START Document section

The Ministry of Health has introduced a novel approach called “larvicide” in the Ankole Sub-region. Malaria remains a significant public health challenge in the country, with over 12 million reported cases annually. It’s estimated that three out of every ten individuals in Uganda suffer from malaria.
The larvicide is a type of insecticide designed to control mosquitoes by targeting their larvae, both indoors and outdoors. This new approach aims to disrupt the mosquito life cycle at an early stage, ultimately reducing the transmission of malaria.
During the launch of this initiative in Mitooma District, the Permanent Secretary at the Ministry of Health, Dr. Diana Atwine, expressed optimism that malaria transmission would gradually decrease with the implementation of the larvicide method. Dr. Alfred Mubangizi, the programs officer of vector-borne and neglected tropical diseases at the ministry, represented her during the event.
Dr. Atwine emphasized the ministry’s commitment to reducing malaria throughout the country. While various interventions such as distributing insecticide-treated nets and indoor residual spraying have proven effective for indoor control, mosquitoes can still pose a threat when individuals are outside their homes. Therefore, the Ministry of Health has adopted a new method involving herbal medicine (larvicide) applied to mosquito breeding areas like swamps and stagnant water, targeting mosquito larvae.

END Document section

▶ **Instructions for the task**
Continue the news piece about the Ministry of Health's larvicide launch against malaria in the Ankole Sub-region, starting after its last sentence.

START Given entries

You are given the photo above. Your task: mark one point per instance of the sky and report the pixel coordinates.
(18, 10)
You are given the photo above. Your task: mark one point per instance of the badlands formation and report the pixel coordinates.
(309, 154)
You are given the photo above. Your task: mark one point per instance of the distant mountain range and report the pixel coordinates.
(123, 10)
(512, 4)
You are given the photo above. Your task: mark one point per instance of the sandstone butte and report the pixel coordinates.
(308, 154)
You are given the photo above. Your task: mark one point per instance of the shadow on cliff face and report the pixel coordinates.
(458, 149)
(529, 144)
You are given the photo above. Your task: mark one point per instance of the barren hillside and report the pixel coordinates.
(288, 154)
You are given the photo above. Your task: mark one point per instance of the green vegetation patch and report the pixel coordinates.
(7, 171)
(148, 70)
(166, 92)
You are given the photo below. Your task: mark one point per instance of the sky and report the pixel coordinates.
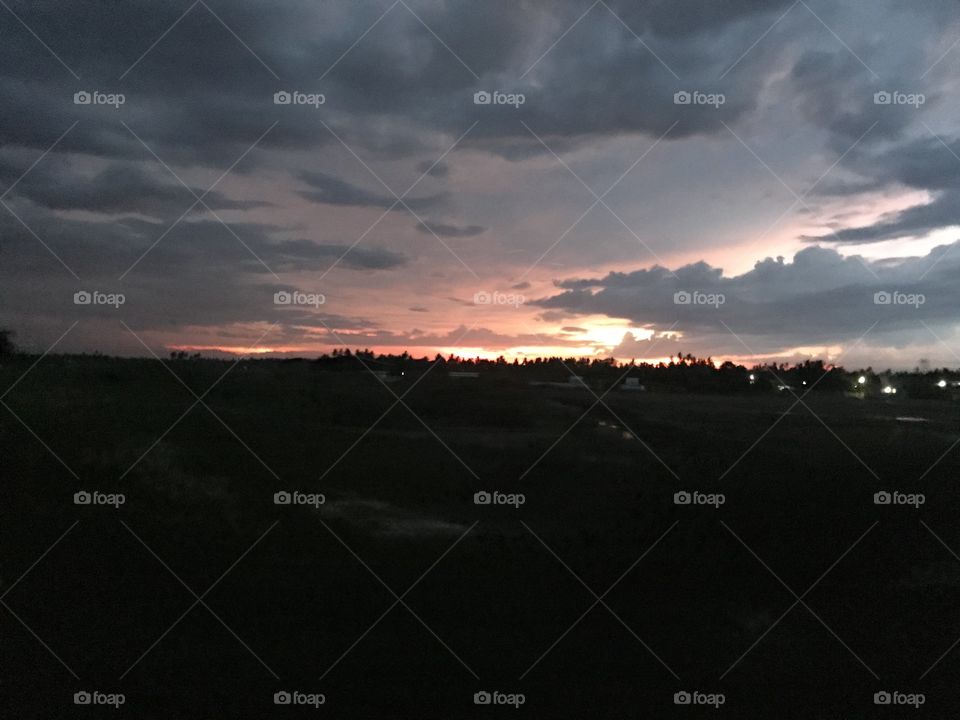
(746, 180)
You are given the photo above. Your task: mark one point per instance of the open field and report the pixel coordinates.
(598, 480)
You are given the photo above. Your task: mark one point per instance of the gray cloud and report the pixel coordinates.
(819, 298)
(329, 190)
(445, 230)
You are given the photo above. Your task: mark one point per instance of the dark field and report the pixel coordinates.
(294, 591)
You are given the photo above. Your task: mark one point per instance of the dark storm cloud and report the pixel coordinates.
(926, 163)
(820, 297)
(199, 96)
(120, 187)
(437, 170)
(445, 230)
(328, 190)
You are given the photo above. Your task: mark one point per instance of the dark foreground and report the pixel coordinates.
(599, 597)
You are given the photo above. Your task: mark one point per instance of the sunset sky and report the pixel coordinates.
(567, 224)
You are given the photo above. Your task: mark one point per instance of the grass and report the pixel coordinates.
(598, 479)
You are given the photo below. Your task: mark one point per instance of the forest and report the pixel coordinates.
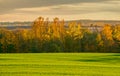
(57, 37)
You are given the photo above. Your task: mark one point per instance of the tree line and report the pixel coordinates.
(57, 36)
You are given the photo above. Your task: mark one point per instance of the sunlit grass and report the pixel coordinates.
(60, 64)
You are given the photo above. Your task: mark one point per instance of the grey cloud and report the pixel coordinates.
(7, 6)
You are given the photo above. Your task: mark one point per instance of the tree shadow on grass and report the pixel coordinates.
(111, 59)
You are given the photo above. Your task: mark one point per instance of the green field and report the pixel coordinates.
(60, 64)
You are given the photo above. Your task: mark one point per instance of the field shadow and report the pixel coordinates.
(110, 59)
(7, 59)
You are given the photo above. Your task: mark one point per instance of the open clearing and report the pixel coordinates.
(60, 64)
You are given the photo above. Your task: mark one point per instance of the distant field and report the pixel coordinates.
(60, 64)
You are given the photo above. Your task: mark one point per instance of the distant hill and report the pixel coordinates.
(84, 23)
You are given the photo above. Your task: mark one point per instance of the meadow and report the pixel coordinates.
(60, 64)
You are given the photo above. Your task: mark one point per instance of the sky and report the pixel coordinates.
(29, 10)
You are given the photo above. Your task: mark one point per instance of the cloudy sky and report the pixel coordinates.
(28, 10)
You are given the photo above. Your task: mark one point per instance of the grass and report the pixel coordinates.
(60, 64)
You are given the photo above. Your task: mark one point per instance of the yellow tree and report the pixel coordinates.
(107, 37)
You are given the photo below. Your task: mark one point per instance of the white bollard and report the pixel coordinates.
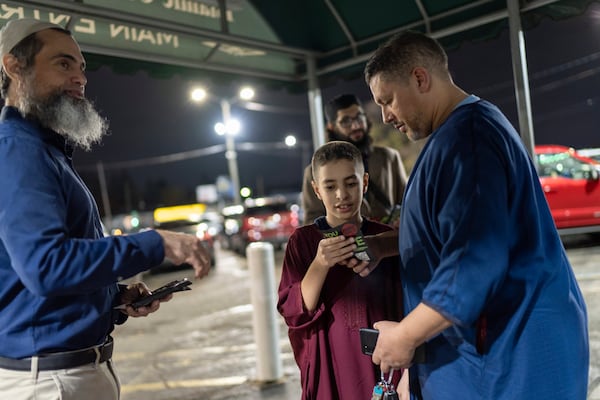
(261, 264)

END Given entries

▶ **Task output**
It’s important to note that this larvicide exclusively targets mosquito larvae and is not harmful to humans or aquatic animals. The ministry plans to ensure widespread distribution of larvicide to areas with high malaria prevalence.
Dr. Mubangizi explained that the powdered larvicide is derived from chlorophyll found in plants. When applied to mosquito breeding habitats, it effectively eliminates the larvae before they mature into adult mosquitoes. This approach capitalizes on the larval stage when mosquitoes are most vulnerable and voracious feeders.
Similar programs have already been launched in Kigezi and Lango sub-regions. The larvicide has received approval from both the National Environmental Authority and National Drug Authority, attesting to its safety and effectiveness.
Mr. Vincent Katamba, a senior entomologist at the Ministry of Health, is leading the larvicide program. He outlined the collaborative effort with village chiefs and village health teams to identify suitable breeding sites. These sites are selected based on being fixed, easily accessible, and limited in number. In cases where breeding sites exist within homes, communities can play a role in identifying and eliminating mosquito larvae.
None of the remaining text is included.